**What you have to do:** Rewrite the data from the line containing "Reviewer check: every instance of the haze" through the end of the data, inclusive, changing "haze over water" to "fog over water" and leaving everything else as it is.

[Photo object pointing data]
— START —

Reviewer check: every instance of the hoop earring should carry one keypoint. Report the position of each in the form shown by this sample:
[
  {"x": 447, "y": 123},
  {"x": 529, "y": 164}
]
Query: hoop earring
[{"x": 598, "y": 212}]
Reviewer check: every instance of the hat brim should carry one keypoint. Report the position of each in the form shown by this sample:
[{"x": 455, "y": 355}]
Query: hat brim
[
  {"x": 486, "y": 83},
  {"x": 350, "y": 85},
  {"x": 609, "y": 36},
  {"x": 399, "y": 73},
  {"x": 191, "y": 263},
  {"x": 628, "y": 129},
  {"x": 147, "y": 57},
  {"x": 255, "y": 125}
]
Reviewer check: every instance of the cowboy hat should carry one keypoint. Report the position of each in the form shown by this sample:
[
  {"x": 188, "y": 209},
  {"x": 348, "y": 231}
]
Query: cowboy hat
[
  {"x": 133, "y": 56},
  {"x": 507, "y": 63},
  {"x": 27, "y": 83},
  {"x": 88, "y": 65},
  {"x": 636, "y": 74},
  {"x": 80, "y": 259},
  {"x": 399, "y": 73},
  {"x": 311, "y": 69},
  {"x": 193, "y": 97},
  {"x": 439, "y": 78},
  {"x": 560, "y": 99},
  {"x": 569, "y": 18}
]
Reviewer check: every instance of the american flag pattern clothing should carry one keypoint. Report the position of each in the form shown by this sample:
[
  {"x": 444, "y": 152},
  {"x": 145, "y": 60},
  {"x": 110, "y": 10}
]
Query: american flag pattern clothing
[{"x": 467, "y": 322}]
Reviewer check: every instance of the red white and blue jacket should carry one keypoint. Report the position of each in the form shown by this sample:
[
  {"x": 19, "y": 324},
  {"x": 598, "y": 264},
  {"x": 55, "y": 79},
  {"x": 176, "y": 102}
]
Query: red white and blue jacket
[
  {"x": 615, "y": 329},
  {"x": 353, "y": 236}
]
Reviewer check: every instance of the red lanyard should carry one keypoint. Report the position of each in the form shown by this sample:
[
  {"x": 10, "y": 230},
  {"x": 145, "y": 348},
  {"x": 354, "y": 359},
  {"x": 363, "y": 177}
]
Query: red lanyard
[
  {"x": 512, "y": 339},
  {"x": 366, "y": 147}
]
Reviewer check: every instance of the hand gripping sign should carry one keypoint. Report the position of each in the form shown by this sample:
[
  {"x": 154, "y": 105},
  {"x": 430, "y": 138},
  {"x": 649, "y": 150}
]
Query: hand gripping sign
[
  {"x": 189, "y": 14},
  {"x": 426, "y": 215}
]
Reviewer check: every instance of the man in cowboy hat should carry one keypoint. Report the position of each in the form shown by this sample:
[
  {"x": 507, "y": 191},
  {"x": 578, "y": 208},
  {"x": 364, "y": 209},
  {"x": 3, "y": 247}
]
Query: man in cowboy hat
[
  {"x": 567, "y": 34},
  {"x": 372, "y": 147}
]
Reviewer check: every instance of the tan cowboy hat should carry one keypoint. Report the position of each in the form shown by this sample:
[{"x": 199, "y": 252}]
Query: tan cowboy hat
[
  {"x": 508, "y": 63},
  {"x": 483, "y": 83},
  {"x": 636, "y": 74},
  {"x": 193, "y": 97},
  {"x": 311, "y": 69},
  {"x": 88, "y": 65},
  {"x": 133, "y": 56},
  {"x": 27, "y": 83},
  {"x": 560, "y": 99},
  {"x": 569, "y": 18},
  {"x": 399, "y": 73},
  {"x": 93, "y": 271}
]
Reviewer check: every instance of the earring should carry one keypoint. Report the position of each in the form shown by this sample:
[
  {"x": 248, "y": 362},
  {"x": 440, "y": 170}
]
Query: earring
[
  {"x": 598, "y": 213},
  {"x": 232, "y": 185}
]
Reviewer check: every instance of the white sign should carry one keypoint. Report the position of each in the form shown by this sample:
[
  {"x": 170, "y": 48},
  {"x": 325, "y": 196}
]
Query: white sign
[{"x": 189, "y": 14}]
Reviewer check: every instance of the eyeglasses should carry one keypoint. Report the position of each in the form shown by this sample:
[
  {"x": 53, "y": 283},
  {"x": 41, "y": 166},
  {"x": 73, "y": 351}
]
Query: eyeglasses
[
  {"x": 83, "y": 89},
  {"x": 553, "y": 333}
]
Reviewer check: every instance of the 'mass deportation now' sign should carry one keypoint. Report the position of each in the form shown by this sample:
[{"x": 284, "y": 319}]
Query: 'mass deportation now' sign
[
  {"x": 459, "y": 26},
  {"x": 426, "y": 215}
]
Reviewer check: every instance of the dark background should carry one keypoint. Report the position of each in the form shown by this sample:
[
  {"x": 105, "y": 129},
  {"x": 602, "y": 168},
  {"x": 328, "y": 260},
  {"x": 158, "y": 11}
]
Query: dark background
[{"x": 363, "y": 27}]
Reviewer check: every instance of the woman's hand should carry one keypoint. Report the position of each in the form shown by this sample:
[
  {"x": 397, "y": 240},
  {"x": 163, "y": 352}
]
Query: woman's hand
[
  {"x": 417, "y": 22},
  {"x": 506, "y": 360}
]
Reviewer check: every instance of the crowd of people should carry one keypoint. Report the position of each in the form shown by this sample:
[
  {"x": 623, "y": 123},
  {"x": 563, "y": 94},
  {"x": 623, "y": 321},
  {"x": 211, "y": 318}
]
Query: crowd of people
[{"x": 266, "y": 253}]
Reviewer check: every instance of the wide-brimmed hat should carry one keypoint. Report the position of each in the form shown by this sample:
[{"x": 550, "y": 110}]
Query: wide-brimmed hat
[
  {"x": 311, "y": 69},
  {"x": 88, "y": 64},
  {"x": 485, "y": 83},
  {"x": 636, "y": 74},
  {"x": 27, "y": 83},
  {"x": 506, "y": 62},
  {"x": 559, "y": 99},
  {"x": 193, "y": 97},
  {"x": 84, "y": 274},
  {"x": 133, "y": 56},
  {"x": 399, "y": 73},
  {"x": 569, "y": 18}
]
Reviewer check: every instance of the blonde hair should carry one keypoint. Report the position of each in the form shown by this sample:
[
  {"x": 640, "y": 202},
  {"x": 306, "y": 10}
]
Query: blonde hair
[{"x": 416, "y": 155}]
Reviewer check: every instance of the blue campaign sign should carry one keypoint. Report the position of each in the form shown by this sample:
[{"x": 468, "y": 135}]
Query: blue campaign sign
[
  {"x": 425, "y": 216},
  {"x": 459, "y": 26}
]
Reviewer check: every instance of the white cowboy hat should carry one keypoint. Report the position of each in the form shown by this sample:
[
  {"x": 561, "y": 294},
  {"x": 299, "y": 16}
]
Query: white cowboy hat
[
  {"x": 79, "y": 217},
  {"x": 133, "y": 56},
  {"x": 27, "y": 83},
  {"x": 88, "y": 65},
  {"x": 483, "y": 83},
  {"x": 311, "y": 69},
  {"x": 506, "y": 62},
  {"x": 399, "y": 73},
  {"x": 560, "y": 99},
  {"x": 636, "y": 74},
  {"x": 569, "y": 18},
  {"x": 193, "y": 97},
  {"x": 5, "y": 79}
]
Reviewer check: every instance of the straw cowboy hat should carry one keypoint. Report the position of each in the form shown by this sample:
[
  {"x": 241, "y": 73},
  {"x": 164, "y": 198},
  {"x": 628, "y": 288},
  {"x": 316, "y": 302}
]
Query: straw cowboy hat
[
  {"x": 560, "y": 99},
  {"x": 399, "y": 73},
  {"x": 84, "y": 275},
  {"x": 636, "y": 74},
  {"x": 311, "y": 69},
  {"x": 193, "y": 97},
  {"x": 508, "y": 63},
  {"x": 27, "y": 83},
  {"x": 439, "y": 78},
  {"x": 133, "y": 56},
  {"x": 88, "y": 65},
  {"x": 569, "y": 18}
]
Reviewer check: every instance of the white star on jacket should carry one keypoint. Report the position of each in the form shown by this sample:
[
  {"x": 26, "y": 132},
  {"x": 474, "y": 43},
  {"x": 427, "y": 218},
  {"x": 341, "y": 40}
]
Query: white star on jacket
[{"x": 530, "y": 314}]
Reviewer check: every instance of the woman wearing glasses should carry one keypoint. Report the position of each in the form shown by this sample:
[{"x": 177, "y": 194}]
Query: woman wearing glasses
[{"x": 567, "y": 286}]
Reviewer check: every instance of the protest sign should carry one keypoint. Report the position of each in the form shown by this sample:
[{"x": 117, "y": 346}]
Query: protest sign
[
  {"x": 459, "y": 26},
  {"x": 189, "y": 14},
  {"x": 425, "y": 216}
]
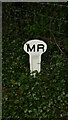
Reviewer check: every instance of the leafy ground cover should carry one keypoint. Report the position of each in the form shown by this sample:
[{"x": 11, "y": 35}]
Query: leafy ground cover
[{"x": 44, "y": 96}]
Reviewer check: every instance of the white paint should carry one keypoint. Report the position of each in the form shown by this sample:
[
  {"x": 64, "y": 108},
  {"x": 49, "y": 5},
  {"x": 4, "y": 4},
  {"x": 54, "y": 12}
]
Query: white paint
[{"x": 35, "y": 48}]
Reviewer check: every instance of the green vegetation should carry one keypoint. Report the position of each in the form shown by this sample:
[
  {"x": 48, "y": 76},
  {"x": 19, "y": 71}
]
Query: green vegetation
[{"x": 46, "y": 95}]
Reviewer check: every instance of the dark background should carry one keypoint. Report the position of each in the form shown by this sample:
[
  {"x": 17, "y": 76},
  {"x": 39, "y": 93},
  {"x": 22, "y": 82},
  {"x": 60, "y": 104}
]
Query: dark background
[{"x": 46, "y": 95}]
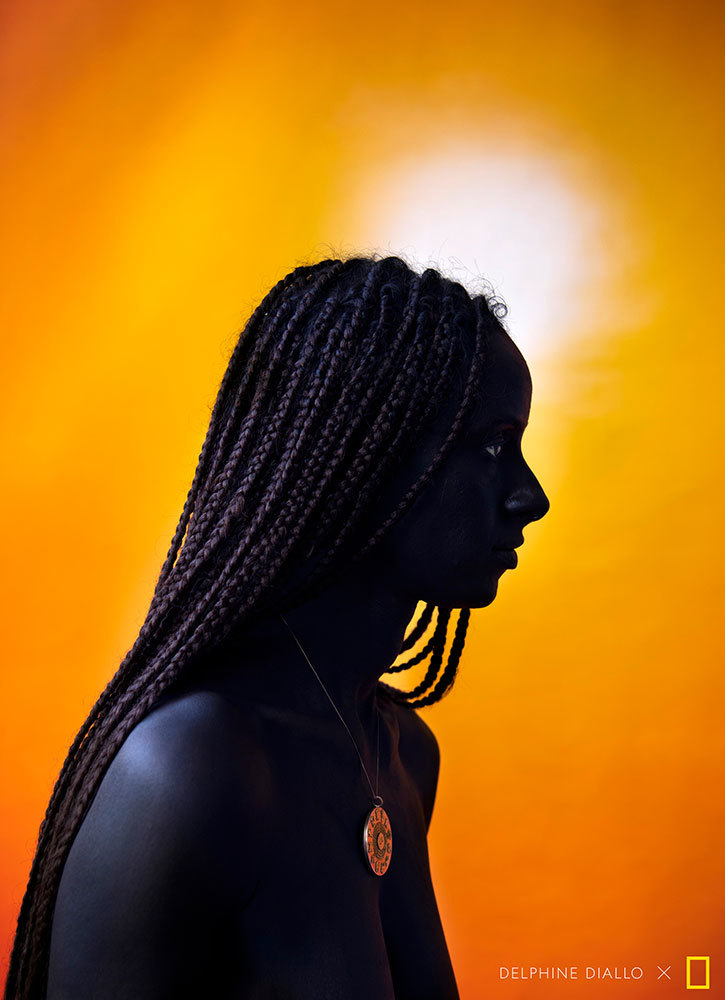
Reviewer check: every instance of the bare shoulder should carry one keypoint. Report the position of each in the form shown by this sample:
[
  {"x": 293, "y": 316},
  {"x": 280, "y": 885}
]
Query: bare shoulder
[
  {"x": 155, "y": 865},
  {"x": 420, "y": 754}
]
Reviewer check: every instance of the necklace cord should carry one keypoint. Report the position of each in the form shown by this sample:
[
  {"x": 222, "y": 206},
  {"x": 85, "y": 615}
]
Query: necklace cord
[{"x": 376, "y": 798}]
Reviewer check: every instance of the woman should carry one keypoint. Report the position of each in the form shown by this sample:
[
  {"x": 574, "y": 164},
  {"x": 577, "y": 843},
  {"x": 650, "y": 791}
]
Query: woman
[{"x": 244, "y": 812}]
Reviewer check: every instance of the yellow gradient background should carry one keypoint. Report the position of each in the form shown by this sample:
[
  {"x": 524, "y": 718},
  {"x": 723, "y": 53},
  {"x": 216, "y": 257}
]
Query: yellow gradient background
[{"x": 162, "y": 165}]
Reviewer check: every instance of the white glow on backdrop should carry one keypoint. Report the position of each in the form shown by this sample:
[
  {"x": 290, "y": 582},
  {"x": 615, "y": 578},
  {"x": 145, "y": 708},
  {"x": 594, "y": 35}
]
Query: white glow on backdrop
[{"x": 549, "y": 246}]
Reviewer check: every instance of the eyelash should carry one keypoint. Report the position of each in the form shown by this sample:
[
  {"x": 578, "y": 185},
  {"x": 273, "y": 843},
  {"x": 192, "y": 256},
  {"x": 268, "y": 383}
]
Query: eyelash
[{"x": 498, "y": 442}]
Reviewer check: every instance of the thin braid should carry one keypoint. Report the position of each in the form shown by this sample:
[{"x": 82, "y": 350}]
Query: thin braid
[
  {"x": 312, "y": 411},
  {"x": 446, "y": 679},
  {"x": 361, "y": 481},
  {"x": 421, "y": 627},
  {"x": 438, "y": 644},
  {"x": 414, "y": 660}
]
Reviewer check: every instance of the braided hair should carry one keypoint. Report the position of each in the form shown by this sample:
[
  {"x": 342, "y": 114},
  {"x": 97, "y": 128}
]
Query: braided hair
[{"x": 332, "y": 380}]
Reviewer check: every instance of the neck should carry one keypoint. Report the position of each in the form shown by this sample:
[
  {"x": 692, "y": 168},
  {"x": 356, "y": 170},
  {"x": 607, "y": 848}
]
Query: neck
[{"x": 352, "y": 632}]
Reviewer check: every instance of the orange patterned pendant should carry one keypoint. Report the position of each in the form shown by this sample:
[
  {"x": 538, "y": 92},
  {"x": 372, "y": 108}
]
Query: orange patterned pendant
[{"x": 378, "y": 840}]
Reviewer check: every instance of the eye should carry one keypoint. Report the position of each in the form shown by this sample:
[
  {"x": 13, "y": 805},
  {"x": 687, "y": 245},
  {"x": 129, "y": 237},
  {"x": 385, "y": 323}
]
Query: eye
[{"x": 495, "y": 445}]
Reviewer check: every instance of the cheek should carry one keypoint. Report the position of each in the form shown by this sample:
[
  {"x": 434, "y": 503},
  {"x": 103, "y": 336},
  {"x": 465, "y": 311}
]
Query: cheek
[{"x": 458, "y": 525}]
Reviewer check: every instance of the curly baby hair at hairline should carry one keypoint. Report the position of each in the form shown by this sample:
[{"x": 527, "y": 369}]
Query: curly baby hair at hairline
[{"x": 332, "y": 380}]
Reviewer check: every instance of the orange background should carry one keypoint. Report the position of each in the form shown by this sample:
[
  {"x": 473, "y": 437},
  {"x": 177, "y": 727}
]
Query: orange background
[{"x": 161, "y": 167}]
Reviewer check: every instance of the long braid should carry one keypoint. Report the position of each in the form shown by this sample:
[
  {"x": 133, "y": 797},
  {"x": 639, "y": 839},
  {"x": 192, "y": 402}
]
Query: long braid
[
  {"x": 419, "y": 629},
  {"x": 318, "y": 404}
]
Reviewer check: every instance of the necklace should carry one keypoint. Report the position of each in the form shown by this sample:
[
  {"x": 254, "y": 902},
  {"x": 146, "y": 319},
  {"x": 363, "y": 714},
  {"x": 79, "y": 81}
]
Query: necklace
[{"x": 377, "y": 835}]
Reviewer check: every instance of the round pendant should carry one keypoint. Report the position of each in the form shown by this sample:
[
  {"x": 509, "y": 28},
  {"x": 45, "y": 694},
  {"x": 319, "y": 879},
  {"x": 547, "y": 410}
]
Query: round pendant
[{"x": 378, "y": 840}]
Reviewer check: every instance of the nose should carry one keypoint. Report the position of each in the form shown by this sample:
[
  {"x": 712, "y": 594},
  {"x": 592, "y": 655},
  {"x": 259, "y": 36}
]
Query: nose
[{"x": 528, "y": 499}]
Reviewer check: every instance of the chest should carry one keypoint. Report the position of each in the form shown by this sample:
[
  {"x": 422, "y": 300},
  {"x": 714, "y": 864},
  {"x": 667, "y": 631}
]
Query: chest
[{"x": 320, "y": 923}]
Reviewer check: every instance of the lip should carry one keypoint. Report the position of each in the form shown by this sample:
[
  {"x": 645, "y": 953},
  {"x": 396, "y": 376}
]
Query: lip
[{"x": 508, "y": 556}]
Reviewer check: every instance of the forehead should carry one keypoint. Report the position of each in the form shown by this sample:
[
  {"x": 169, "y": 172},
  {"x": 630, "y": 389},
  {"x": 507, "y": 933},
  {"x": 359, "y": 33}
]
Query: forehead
[{"x": 504, "y": 394}]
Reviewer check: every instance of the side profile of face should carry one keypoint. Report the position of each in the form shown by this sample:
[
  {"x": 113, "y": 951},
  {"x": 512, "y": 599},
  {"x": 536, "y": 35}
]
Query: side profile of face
[{"x": 460, "y": 535}]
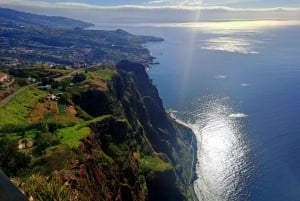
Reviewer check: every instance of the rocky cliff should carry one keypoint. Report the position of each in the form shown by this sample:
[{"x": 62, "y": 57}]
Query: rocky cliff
[{"x": 128, "y": 148}]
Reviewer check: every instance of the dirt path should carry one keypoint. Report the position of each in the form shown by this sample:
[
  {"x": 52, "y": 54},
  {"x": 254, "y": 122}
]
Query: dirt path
[{"x": 8, "y": 98}]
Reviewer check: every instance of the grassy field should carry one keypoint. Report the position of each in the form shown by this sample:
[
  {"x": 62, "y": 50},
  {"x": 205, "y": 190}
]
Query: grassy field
[
  {"x": 154, "y": 164},
  {"x": 71, "y": 136},
  {"x": 103, "y": 75},
  {"x": 16, "y": 111}
]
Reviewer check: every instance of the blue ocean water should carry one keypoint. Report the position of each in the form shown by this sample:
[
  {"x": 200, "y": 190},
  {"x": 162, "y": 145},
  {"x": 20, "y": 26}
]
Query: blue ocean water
[{"x": 237, "y": 84}]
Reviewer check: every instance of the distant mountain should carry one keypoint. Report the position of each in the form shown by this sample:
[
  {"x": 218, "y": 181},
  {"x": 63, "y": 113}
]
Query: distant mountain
[{"x": 22, "y": 18}]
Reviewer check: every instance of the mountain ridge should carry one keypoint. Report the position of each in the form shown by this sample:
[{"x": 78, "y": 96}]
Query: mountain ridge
[{"x": 24, "y": 18}]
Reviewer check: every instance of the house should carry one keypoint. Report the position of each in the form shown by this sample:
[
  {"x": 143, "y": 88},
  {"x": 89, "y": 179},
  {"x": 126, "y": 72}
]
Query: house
[{"x": 3, "y": 77}]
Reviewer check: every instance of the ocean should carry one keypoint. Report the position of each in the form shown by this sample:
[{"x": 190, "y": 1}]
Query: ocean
[{"x": 237, "y": 84}]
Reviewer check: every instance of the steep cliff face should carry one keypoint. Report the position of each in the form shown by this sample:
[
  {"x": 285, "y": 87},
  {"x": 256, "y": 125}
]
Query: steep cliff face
[
  {"x": 125, "y": 149},
  {"x": 136, "y": 154}
]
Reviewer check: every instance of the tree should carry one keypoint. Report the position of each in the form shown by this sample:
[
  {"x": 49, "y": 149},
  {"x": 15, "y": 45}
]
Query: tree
[
  {"x": 79, "y": 77},
  {"x": 12, "y": 162}
]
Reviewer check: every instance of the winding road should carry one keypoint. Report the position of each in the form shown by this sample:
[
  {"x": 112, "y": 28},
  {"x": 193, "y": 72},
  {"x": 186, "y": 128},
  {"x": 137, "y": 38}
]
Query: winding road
[{"x": 8, "y": 98}]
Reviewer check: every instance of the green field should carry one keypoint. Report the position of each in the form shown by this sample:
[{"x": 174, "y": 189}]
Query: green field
[
  {"x": 104, "y": 75},
  {"x": 15, "y": 112},
  {"x": 154, "y": 164},
  {"x": 71, "y": 136}
]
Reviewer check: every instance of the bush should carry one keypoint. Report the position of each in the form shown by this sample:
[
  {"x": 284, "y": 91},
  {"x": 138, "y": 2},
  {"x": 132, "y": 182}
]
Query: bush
[
  {"x": 79, "y": 77},
  {"x": 12, "y": 162}
]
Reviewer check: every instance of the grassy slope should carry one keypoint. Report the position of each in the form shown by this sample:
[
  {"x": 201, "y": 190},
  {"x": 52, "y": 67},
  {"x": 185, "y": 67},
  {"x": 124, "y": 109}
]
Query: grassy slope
[{"x": 16, "y": 111}]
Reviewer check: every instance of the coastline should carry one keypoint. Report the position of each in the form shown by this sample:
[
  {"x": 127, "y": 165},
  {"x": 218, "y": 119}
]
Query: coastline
[{"x": 194, "y": 147}]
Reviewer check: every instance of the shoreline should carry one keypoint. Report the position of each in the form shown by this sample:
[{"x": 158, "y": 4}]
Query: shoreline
[{"x": 194, "y": 147}]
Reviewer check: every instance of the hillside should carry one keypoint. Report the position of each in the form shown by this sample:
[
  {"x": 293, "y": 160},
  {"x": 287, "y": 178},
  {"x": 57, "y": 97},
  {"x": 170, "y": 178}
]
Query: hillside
[
  {"x": 22, "y": 18},
  {"x": 42, "y": 42},
  {"x": 120, "y": 145}
]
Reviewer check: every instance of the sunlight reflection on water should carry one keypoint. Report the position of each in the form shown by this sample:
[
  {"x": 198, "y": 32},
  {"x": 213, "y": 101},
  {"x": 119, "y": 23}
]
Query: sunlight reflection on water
[{"x": 223, "y": 167}]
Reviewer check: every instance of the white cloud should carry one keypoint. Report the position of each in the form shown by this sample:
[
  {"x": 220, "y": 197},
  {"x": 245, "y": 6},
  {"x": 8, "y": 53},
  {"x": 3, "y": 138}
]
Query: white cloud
[{"x": 173, "y": 11}]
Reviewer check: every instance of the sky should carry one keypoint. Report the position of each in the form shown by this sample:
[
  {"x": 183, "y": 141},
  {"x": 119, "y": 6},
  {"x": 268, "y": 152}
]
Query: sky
[{"x": 160, "y": 11}]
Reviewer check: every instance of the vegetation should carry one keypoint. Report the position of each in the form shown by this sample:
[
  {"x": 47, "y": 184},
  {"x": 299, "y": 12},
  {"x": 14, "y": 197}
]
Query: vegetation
[
  {"x": 12, "y": 162},
  {"x": 101, "y": 134},
  {"x": 15, "y": 112},
  {"x": 155, "y": 164}
]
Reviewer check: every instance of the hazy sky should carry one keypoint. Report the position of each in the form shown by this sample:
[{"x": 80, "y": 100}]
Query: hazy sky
[
  {"x": 160, "y": 11},
  {"x": 231, "y": 3}
]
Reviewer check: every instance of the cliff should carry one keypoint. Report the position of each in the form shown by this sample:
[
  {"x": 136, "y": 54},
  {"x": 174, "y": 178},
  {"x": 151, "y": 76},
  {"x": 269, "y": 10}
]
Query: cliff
[
  {"x": 150, "y": 154},
  {"x": 123, "y": 147}
]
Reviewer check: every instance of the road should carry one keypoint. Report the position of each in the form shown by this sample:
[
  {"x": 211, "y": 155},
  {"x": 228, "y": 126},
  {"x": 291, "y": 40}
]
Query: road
[{"x": 8, "y": 98}]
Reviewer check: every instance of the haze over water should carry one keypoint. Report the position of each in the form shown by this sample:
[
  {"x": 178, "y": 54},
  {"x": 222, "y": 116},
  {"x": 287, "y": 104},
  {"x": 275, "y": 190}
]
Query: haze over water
[{"x": 238, "y": 85}]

— END —

**Written answer:**
Reviewer check: every instance of the fog over water should carry one keypoint. Report the position of each in the form shown by this sample:
[
  {"x": 178, "y": 54},
  {"x": 222, "y": 116},
  {"x": 287, "y": 104},
  {"x": 275, "y": 190}
]
Query: fog over water
[{"x": 238, "y": 85}]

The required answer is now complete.